> **Objective**
Reproduce every line of the records below verbatim, omitting the pictures.

> **Data provided**
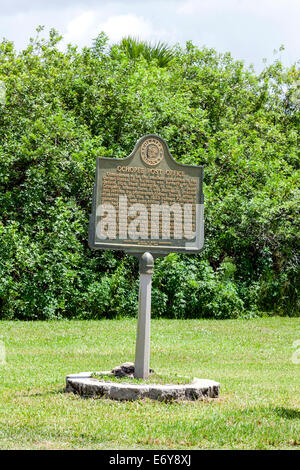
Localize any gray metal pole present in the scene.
[134,252,154,379]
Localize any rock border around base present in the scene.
[65,372,220,401]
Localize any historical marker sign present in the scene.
[89,135,204,256]
[89,135,204,379]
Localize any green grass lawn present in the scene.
[0,318,300,449]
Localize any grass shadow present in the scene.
[273,406,300,419]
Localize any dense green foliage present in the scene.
[0,31,299,319]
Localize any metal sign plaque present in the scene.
[89,134,204,256]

> **Answer**
Localize any gray metal pole present in the scene.
[134,252,154,379]
Localize any rock border around base present in the scene.
[65,372,220,401]
Localize any historical marker sign present in the scene.
[89,135,204,256]
[89,135,204,379]
Localize any green grass lawn present in the scene.
[0,318,300,449]
Localize any grass shadow present in the scene.
[273,406,300,419]
Localize any dense green foliage present in the scene.
[0,31,299,319]
Localize any metal sign plaque present in the scene.
[89,134,204,256]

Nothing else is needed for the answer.